▶ DIRECTIONS:
a: In the pinch point passage, rewrite the part from "Pre-work hazard inspections" to "Safety and Health." with "inspections" changed to "assessments".
b: Continue the text on pinch point hazards from the point where it ends.

▶ SELECTED PASSAGE:
Pinch point hazard


A pinch point or pinch point hazard is a common class of mechanical hazard where injury or damage may be done by one or more objects moving towards each other, crushing or shearing whatever comes between them. A nip point is a type of pinch point involving rotating objects, such as gears and pulleys. Injuries can range from minor such as blisters to severe like amputations and fatalities. Examples of pinch point hazards include gaps in closing doors and objects swinging or being lowered near fixed objects.

Common causes of injuries

  • Poor situational awareness
  • Proximity to mobile equipment and fixed structures
  • Loose clothing, hair or jewelry getting caught in rotating parts or equipment
  • Inadequate/missing safety barriers or machine guarding
  • Handling errors
  • Wrong work procedures or tools
  • Reaching into moving equipment

    Safety controls

Pre-work hazard inspections can be performed to identify pinch point hazards. These hazards can be managed with control methods, listed below according to the hazard control hierarchy. The hazard control hierarchy was created by the National Institute of Occupational Safety and Health.

▶ RECORDED DATA:
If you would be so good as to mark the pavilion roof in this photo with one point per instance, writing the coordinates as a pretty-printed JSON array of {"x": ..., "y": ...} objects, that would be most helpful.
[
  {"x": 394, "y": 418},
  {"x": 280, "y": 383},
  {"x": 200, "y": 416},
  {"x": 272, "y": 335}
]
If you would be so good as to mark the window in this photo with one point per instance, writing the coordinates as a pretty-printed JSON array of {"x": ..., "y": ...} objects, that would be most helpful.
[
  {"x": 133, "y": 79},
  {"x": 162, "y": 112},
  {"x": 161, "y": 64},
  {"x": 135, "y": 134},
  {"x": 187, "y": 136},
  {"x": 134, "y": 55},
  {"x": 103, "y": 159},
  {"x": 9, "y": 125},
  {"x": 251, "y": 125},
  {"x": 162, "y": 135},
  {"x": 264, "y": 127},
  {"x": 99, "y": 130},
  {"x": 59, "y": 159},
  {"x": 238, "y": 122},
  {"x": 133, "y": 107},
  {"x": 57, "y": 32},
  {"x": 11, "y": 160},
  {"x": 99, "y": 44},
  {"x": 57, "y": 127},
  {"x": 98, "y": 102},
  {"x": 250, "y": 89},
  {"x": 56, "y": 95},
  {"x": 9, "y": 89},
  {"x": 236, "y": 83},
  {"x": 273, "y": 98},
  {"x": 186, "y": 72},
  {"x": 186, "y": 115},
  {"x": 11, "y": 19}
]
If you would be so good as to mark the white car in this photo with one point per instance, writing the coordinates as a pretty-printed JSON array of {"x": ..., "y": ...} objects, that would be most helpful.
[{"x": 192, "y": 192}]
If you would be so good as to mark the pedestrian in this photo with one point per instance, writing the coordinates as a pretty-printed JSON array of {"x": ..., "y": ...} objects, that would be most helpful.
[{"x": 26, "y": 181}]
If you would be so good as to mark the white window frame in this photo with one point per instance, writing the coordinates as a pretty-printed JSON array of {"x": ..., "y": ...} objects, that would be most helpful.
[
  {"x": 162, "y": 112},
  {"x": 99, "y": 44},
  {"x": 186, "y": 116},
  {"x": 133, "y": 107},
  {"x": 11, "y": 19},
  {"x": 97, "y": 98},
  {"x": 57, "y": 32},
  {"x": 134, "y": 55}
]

▶ RESULTS BY TASK:
a:
Pre-work hazard assessments can be performed to identify pinch point hazards. These hazards can be managed with control methods, listed below according to the hazard control hierarchy. The hazard control hierarchy was created by the National Institute of Occupational Safety and Health.

b:
Engineering controls physically prevent objects from entering the pinch point. These are systems and devices designed that cover pinch point hazards to limit worker exposure. The shape and coverage of engineering controls to protect against pinch points varies with the machine involved. Rotating parts including rollers, chains, gears/sprockets, drives, and conveyors all pose pinch points and can be found across many industries.
Administrative controls inform worker behavior to avoid pinch points. These are controls implemented to regulate how people perform work. This includes awareness training, practice, scheduling of shifts, and teaching how to perform tasks. In the context of pinch points, this is often done through pinch point awareness training and labeling. The training serves to educate workers on the pinch hazard around them and how they can work safely around them. The labels are placed on the machines near the point of operation to remind workers of the hazards found.
  • Area demarcation
  • Lockout–tagout
  • Situational awareness
  • Use of appropriate training, work procedures, instructions, and operating manuals
Personal protective equipment protects individuals exposed to a hazard by wearing garments to cover parts of their body exposed to the hazard. While PPE should not be solely utilized to protect against pinch hazards, certain types of gloves are worn. Gloves for pinch hazards often include cut and impact-resistant gloves.

Signage and labeling

In the U.S., the Occupational Safety and Health Administration regulates accident preventions signs under 29 CFR 1910.145. This standard sets requirements of signage including design and features, Classifications, types of signage, and others. With this, signs are required to have "Signal Words", key terms used to directly and correctly identify the hazard present.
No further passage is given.